» **Work required**: Copy out every line in the items below that contains the word "sill".
** begin **
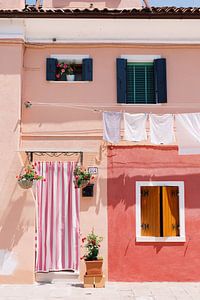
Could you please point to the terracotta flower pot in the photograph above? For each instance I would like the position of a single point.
(94, 267)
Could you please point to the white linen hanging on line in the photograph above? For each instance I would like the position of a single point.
(161, 129)
(188, 133)
(111, 126)
(135, 127)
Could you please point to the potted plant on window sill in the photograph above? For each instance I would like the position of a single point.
(93, 262)
(82, 177)
(65, 72)
(27, 177)
(70, 73)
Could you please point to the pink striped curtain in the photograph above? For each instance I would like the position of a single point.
(57, 218)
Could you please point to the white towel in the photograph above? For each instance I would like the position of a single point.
(161, 129)
(135, 127)
(111, 126)
(188, 133)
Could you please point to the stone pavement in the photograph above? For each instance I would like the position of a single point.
(112, 291)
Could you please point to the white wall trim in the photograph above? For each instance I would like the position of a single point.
(130, 31)
(140, 238)
(140, 58)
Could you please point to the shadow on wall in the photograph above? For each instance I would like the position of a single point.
(12, 224)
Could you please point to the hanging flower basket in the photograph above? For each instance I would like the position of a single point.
(27, 176)
(25, 183)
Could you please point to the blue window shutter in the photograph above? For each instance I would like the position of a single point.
(87, 65)
(51, 68)
(121, 80)
(160, 80)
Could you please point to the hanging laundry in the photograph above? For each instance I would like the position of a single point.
(188, 133)
(135, 127)
(161, 129)
(111, 126)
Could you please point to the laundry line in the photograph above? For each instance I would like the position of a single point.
(137, 108)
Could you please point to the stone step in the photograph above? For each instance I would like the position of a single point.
(54, 277)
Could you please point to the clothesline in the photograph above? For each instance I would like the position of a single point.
(98, 108)
(161, 129)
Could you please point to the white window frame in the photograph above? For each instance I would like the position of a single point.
(70, 58)
(141, 58)
(180, 238)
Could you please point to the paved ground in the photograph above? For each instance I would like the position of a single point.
(112, 291)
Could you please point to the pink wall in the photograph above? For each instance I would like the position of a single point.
(129, 260)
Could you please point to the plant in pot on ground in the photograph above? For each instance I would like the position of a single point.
(92, 260)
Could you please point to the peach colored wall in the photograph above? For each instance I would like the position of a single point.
(17, 206)
(86, 3)
(183, 65)
(12, 4)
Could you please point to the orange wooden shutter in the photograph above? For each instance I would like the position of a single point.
(170, 211)
(150, 211)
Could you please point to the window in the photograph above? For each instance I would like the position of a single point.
(80, 67)
(160, 211)
(141, 82)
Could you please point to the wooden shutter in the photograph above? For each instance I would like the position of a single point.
(160, 80)
(140, 83)
(51, 64)
(150, 211)
(87, 69)
(170, 211)
(121, 80)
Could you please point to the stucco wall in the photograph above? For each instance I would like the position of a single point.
(129, 260)
(17, 206)
(183, 67)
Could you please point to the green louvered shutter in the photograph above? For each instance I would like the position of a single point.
(160, 80)
(51, 64)
(121, 80)
(87, 66)
(140, 83)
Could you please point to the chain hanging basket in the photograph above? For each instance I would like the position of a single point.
(25, 183)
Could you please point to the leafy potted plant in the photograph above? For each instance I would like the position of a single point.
(65, 71)
(70, 72)
(28, 175)
(82, 177)
(92, 261)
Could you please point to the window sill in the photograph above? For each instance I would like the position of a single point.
(175, 239)
(66, 82)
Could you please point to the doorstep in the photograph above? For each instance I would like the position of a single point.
(54, 277)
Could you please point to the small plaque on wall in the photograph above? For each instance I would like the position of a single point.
(93, 170)
(88, 191)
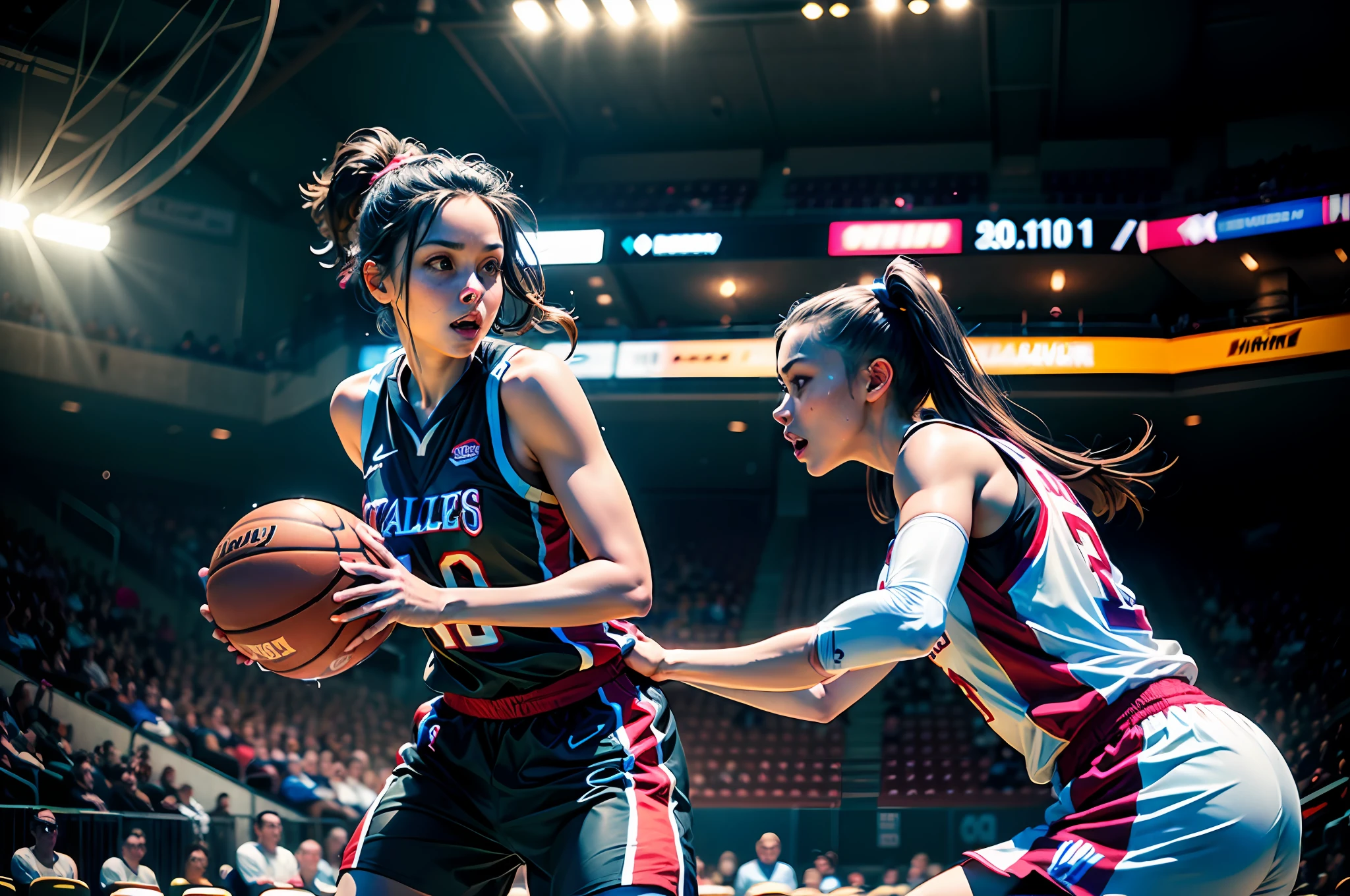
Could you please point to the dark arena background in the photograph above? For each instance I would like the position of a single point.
(1137, 210)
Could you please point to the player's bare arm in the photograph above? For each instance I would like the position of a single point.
(939, 472)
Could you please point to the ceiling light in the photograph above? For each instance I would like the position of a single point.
(664, 11)
(622, 11)
(64, 230)
(13, 215)
(531, 15)
(575, 13)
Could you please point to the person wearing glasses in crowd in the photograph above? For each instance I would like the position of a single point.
(129, 868)
(42, 858)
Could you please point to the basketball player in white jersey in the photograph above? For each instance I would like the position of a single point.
(998, 575)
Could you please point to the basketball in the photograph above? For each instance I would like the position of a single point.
(270, 582)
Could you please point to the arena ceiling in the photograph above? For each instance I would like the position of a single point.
(743, 73)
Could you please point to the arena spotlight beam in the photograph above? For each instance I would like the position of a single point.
(64, 230)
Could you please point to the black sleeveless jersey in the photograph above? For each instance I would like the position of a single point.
(455, 512)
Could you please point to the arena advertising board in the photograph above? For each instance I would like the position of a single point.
(999, 355)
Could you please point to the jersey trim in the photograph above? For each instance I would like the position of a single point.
(494, 426)
(372, 403)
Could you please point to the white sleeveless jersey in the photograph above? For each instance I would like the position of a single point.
(1060, 638)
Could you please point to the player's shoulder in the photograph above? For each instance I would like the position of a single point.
(535, 370)
(940, 449)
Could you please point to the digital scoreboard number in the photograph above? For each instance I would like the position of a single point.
(1034, 234)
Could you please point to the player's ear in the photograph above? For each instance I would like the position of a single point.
(377, 283)
(881, 374)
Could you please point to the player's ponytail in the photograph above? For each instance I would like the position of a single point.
(380, 189)
(912, 325)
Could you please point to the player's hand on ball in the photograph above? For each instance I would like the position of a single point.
(397, 594)
(645, 658)
(216, 633)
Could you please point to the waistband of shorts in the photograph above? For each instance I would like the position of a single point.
(554, 695)
(1130, 709)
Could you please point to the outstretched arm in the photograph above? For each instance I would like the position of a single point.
(936, 481)
(548, 414)
(820, 704)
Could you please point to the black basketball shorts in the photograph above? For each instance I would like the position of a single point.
(591, 797)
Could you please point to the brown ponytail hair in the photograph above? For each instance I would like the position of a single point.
(908, 323)
(363, 217)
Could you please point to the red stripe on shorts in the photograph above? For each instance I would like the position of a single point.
(658, 854)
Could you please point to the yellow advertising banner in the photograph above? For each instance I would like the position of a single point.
(1022, 355)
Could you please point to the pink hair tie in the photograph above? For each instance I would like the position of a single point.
(395, 162)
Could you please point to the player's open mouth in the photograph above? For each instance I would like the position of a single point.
(467, 325)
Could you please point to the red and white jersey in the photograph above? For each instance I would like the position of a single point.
(1060, 638)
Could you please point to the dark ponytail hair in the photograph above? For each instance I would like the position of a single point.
(365, 216)
(908, 323)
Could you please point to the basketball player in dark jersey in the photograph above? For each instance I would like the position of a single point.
(504, 532)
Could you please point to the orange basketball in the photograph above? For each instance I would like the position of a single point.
(270, 584)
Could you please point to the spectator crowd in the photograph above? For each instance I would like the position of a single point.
(256, 865)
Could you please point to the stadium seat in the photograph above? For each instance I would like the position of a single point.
(59, 887)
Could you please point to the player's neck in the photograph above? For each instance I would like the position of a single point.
(432, 378)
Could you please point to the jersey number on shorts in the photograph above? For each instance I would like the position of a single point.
(462, 570)
(1118, 607)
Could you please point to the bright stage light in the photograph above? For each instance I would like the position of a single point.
(63, 230)
(13, 215)
(664, 11)
(531, 15)
(622, 11)
(575, 13)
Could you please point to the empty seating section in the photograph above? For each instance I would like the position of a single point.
(739, 756)
(937, 750)
(832, 562)
(881, 190)
(1106, 186)
(681, 198)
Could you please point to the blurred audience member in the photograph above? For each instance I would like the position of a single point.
(42, 858)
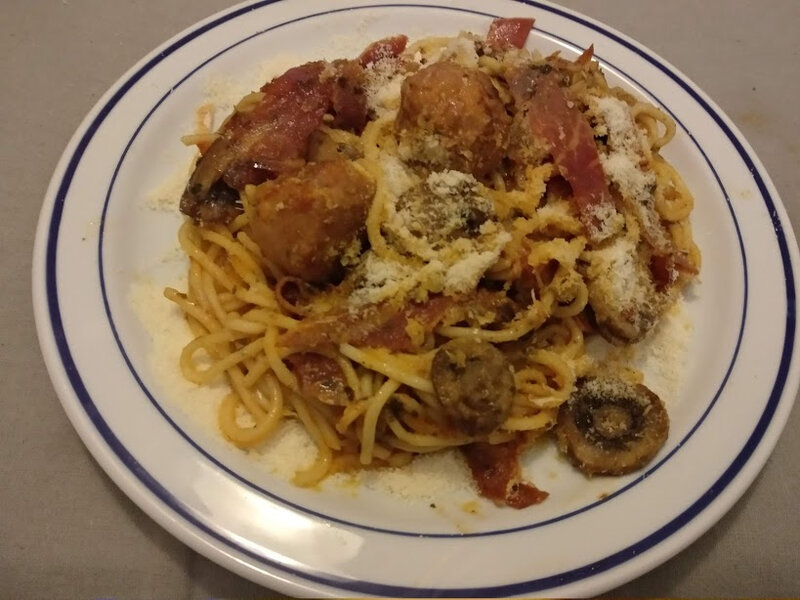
** end **
» **Worked solution**:
Could you please point to the potted plant on window sill in the photograph above? For each instance I would like the position of a single point.
Could you please point to the window sill in the photograph above? For each instance I would like the position of a single point.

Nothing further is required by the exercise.